---------- Document source ----------
La justice pénale internationale a connu un développement intermittent qui s’est accéléré à la fin du 20e siècle[1]. Trouvant ses fondements modernes dans la fin de la Seconde Guerre mondiale, par la création des Tribunaux militaires internationaux de Nuremberg et de Tokyo pour juger les criminels nazis et les puissances de l’axe, son évolution connaîtra un ralentissement jusqu’à la fin de la guerre froide. De nouveaux conflits en ex-Yougoslavie et au Rwanda rappelleront les horreurs de la Seconde Guerre mondiale par des tueries de masse et des épurations ethniques, et pousseront le Conseil de sécurité des Nations unies à créer par résolutions deux nouvelles juridictions pénales internationales ad hoc en vue de rétablir et de maintenir la paix : le Tribunal pénal international pour l’ex-Yougoslavie (TPY)[2] en 1993 et le Tribunal international pénal pour le Rwanda (TPIR)[3] en 1994. Quelques années après la création de ces juridictions ad hoc suivra la création de la Cour pénale internationale (ci-après CPI ou la Cour) dont le Statut est adopté par des représentants de 120 États réunis à Rome le 17 juillet 1998[4]. Cette dernière est permanente et a une vocation universelle.
----------
Objectif:
Reproduisez mot pour mot l'intégralité du texte sur la justice pénale internationale. La liste qui suit n'a aucun lien avec le texte sur la justice pénale internationale.
---------- Données enregistrées ----------
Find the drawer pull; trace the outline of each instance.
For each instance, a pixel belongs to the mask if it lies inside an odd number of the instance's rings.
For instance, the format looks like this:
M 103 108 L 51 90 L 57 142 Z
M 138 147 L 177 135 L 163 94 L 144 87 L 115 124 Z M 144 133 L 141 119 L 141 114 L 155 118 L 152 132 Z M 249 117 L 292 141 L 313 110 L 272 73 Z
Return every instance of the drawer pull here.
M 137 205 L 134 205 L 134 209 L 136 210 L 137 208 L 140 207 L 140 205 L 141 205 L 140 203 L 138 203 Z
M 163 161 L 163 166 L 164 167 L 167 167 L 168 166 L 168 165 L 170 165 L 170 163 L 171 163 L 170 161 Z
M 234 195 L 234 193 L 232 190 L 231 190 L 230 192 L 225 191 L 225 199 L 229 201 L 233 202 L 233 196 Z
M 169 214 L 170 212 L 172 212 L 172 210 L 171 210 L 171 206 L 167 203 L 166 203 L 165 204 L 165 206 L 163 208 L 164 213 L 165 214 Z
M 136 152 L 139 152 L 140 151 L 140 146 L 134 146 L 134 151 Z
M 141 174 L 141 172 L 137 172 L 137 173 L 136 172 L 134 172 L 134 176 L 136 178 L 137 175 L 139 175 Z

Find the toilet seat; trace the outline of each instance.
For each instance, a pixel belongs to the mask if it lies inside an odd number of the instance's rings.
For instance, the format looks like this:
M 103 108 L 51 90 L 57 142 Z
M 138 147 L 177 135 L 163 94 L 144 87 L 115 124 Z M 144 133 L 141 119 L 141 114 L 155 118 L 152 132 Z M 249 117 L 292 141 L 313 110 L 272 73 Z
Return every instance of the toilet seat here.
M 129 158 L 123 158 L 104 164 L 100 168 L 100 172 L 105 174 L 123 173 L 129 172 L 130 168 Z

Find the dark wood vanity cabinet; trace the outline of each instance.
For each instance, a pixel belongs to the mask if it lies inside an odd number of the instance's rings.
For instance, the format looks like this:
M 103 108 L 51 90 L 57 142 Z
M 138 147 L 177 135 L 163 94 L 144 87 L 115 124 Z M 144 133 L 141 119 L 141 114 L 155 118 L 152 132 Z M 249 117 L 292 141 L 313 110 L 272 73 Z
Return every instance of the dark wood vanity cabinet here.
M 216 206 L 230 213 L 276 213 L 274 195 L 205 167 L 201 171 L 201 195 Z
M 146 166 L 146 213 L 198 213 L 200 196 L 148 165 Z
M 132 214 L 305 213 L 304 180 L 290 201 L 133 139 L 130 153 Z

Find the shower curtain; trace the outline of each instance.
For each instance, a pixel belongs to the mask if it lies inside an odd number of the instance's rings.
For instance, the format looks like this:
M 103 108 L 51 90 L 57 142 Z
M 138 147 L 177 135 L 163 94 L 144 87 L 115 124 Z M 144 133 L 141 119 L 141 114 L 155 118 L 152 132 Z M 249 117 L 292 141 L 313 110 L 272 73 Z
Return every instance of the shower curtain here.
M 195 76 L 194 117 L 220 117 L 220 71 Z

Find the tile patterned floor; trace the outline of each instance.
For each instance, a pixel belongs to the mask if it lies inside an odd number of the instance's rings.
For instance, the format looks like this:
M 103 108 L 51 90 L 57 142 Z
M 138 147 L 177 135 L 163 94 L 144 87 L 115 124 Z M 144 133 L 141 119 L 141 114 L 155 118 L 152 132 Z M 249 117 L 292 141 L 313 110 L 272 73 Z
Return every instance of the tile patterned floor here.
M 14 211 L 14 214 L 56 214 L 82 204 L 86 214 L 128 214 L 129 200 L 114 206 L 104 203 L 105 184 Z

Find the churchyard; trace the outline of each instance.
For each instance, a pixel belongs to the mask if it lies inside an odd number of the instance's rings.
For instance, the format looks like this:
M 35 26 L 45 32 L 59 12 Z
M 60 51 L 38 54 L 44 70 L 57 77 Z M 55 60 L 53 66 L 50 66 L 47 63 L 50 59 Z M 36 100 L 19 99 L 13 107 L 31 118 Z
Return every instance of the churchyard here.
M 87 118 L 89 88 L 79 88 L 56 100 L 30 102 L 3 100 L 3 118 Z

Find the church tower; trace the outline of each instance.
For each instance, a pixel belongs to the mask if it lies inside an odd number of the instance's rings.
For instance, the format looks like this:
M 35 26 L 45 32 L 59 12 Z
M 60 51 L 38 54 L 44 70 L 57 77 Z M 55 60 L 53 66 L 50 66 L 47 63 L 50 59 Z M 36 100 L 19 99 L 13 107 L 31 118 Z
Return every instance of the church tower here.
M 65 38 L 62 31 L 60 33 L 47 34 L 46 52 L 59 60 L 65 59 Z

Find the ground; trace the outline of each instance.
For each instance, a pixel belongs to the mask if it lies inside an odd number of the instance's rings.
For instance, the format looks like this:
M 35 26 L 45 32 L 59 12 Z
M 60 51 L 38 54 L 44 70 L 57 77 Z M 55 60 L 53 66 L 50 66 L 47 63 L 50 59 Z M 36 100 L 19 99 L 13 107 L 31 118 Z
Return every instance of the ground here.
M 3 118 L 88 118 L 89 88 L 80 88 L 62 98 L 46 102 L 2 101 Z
----------
Exercice réalisé:
La justice pénale internationale a connu un développement intermittent qui s’est accéléré à la fin du 20e siècle[1]. Trouvant ses fondements modernes dans la fin de la Seconde Guerre mondiale, par la création des Tribunaux militaires internationaux de Nuremberg et de Tokyo pour juger les criminels nazis et les puissances de l’axe, son évolution connaîtra un ralentissement jusqu’à la fin de la guerre froide. De nouveaux conflits en ex-Yougoslavie et au Rwanda rappelleront les horreurs de la Seconde Guerre mondiale par des tueries de masse et des épurations ethniques, et pousseront le Conseil de sécurité des Nations unies à créer par résolutions deux nouvelles juridictions pénales internationales ad hoc en vue de rétablir et de maintenir la paix : le Tribunal pénal international pour l’ex-Yougoslavie (TPY)[2] en 1993 et le Tribunal international pénal pour le Rwanda (TPIR)[3] en 1994. Quelques années après la création de ces juridictions ad hoc suivra la création de la Cour pénale internationale (ci-après CPI ou la Cour) dont le Statut est adopté par des représentants de 120 États réunis à Rome le 17 juillet 1998[4]. Cette dernière est permanente et a une vocation universelle.